(SOURCE DOCUMENT Opens)
Yes, I'm dealing with the prednisone induced diabetes, too. My general doctor, an internist, is managing it and has not put me on medication, yet. I've been diagnosed for 5 months.
What I have done is I've gone to two diabetes clinics and they helped a lot. The nurses and dietitians have such good ideas and helps.
I'm to take my blood sugar two times a day - 2 hours after the noon meal and 2 hours after the evening meal. Am keeping records and the doctor will run another A1c this next visit.
One dietitian said to eat every 2 hours, the suggestion for me was to have 3 meals with 45 carbs each and 3 snacks with 15-20 carbs each (thus the every 2 hour deal.) She said when I eat fruit to couple it with a protein and I'm doing that - it's helpful. - apples and cheese, or an apple with peanut butter, etc.
It was hard to find a glucose chart. If you'd like, I can scan the one I found and send it to you off list.
One thing for sure, my numbers are much lower before taking the prednisone.
Learn everything you can learn about diabetes and hold out the hope that when the prednisone is lower, maybe the diabetes will go away. My doctor is holding out less hope for mine reversing, but I'm holding out a LOT of hope. Am on 10mg now (down from the original 60mg - decreasing over 10+ months.) Will remain on 10 for another month and my instructions are to lower only 1 mg a month and no more - holding if there are any changes.
(SOURCE DOCUMENT Closes)
(MATERIAL SHOWN Opens)
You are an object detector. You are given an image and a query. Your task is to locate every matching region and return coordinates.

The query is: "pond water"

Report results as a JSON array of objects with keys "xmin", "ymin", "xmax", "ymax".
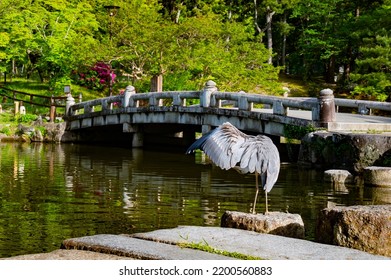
[{"xmin": 0, "ymin": 143, "xmax": 390, "ymax": 258}]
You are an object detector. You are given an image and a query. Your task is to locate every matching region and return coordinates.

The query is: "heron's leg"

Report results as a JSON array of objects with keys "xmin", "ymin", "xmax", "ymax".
[
  {"xmin": 265, "ymin": 190, "xmax": 269, "ymax": 214},
  {"xmin": 252, "ymin": 171, "xmax": 259, "ymax": 214}
]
(MATERIAL SHOWN Closes)
__WHAT TO DO__
1) In the post about prednisone-induced diabetes, how many carbs did the dietitian suggest for each of the three meals?
2) Repeat word for word the part of the post about prednisone-induced diabetes between "What I have" and "taking the prednisone.", inclusive.
3) Carry on writing the post about prednisone-induced diabetes, picking up after its last sentence.
You won't need the records for any of this.

__ANSWERS TO THE PROBLEMS__
1) 45 carbs each.

2)
What I have done is I've gone to two diabetes clinics and they helped a lot. The nurses and dietitians have such good ideas and helps.
I'm to take my blood sugar two times a day - 2 hours after the noon meal and 2 hours after the evening meal. Am keeping records and the doctor will run another A1c this next visit.
One dietitian said to eat every 2 hours, the suggestion for me was to have 3 meals with 45 carbs each and 3 snacks with 15-20 carbs each (thus the every 2 hour deal.) She said when I eat fruit to couple it with a protein and I'm doing that - it's helpful. - apples and cheese, or an apple with peanut butter, etc.
It was hard to find a glucose chart. If you'd like, I can scan the one I found and send it to you off list.
One thing for sure, my numbers are much lower before taking the prednisone.

3)
The stress in our family is too much to try to do anything and since things are steady - I'm hanging at 10.
Portions, counting carbs, eating frequent small amounts, try to go to a diabetic clinic through your local hospital or wherever you can locate one, and know that this might go away. I'm hoping the best for you.
Watch, always, for a drop in blood sugar. We were told (at the clinic) to keep soft peppermints with us. A drop in blood sugar is dangerous. If you start to sweat, get weak, dizzy - take your blood sugar. Orange juice (6-8 oz) will do the same. Look up the symptoms for this, too.